=== Trecho da página ===
R – Aquiles do Lago Salvador Mosca, eu nasci em São Paulo, em 25 de outubro de 1974.
P/1 – Tá certo. E qual que é o nome dos seus pais?
R – Meu pai é Domingos Mosca e minha mãe Lineide do Lago Salvador Mosca.
P/1 – E você sabe um pouquinho da origem deles, seus avós?
R – Sei sim. Do lado do meu pai, meus avós são imigrantes, meu avô era italiano e minha avó era espanhola, ambos vieram para o Brasil pouco antes da Segunda Guerra Mundial, já fugindo da confusão na Europa. Minha avó trabalhava na indústria têxtil, como operadora de tear; meu avô era relojoeiro e, no tempo de folga, tinha uma loja de fogos de artifício também. Esta é um pouco da origem dos meus avós. Meu pai é filho único e economista. Minha mãe, o pai dela, meu avô, é português, de origem portuguesa; já minha avó é de origem brasileira, pelo menos é o que ela dizia, mas ela não tem nenhum traço indígena, nem nada, ela tem uma cara de europeia. Então, ela deve ser de origem portuguesa, espanhola também, daí veio a minha mãe, que é professora universitária e até hoje dá aula na USP, em Letras.
P/1 – E seus avós, os pais do seu pai, vieram para São Paulo, como é que foi que eles se conheceram, você sabe um pouquinho dessa história?
R – Os do meu pai, meus avós paternos vieram ambos para São Paulo. Outro dia nós fomos ao Museu do Imigrante ver os documentos de imigração de ambos, você consegue consultar lá, sempre estiveram baseados aqui. Do meu lado materno, eles foram primeiro para o interior de São Paulo, para a região de Lins, região Oeste, Bauru, Marília, aquela região, e estavam mais dedicados à agricultura inicialmente, antes de virem para São Paulo.
P/1 – Você sabe como é que seus pais se conheceram?
R – Sei. Eles se conheceram no que era para nós o ginásio. Eles começaram a namorar na escola, lá para trás. Agora mudaram todos os nomes, não tem mais ginásio, colegial é médio, básico... Mas era o equivalente ao nosso ginásio, mais ou menos lá perto da quinta, sexta série. Então, eles começaram a namorar lá. Depois, quando eles ficaram mais velhos, na idade do colegial, começo da faculdade, pararam de namorar, mas depois voltaram. Eu sei que eles se conheciam há muito tempo quando se casaram.
P/1 – E qual é a atividade deles? Você falou que seu pai é economista, o que ele exercia de atividade?

=== Lista de exercícios ===
(1) Transcreva literalmente a parte da entrevista que começa em "P/1 – Você sabe" e vai até "quando se casaram.".
(2) Conte quantas linhas dos registros contêm a palavra "blurred". Responda apenas com o número.

=== Dados ===
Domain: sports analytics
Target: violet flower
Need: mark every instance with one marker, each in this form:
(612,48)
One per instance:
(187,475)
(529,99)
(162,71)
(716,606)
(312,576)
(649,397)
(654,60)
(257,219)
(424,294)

* * *

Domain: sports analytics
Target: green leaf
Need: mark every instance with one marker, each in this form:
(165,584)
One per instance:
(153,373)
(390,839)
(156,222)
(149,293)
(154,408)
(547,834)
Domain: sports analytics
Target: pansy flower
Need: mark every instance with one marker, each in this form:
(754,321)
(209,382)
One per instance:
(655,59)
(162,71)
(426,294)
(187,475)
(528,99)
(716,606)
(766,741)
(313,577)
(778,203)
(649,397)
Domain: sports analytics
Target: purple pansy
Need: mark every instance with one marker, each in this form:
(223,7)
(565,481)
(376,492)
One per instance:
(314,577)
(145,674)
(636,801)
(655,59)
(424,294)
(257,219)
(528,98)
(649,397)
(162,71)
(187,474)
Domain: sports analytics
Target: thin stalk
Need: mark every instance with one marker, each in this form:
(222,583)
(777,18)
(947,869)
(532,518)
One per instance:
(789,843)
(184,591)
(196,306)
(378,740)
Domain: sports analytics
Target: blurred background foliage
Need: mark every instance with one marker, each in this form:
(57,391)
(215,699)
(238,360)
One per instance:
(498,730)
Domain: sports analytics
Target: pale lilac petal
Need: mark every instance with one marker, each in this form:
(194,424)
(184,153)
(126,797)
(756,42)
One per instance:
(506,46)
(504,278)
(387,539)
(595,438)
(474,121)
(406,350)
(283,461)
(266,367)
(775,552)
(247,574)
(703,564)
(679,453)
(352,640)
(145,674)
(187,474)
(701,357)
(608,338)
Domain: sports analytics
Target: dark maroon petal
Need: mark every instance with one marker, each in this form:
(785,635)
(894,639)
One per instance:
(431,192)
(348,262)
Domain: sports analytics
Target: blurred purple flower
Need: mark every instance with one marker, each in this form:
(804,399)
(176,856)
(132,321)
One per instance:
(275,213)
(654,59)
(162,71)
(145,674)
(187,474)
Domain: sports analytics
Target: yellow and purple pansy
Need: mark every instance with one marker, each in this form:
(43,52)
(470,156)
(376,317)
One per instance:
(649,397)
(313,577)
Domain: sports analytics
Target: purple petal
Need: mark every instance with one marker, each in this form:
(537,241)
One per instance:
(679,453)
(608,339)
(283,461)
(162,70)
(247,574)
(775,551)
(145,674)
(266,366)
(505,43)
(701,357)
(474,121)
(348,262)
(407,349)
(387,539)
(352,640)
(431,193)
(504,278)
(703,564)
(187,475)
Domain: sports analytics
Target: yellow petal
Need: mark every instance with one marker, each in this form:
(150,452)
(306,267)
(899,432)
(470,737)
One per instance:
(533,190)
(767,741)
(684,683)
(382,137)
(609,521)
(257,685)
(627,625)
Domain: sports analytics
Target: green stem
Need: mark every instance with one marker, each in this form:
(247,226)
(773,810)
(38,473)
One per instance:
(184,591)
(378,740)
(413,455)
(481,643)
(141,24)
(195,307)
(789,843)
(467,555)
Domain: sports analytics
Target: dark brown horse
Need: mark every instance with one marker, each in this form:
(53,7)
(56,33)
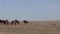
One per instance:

=== Respostas por tarefa ===
(1)
P/1 – Você sabe como é que seus pais se conheceram?
R – Sei. Eles se conheceram no que era para nós o ginásio. Eles começaram a namorar na escola, lá para trás. Agora mudaram todos os nomes, não tem mais ginásio, colegial é médio, básico... Mas era o equivalente ao nosso ginásio, mais ou menos lá perto da quinta, sexta série. Então, eles começaram a namorar lá. Depois, quando eles ficaram mais velhos, na idade do colegial, começo da faculdade, pararam de namorar, mas depois voltaram. Eu sei que eles se conheciam há muito tempo quando se casaram.

(2) 2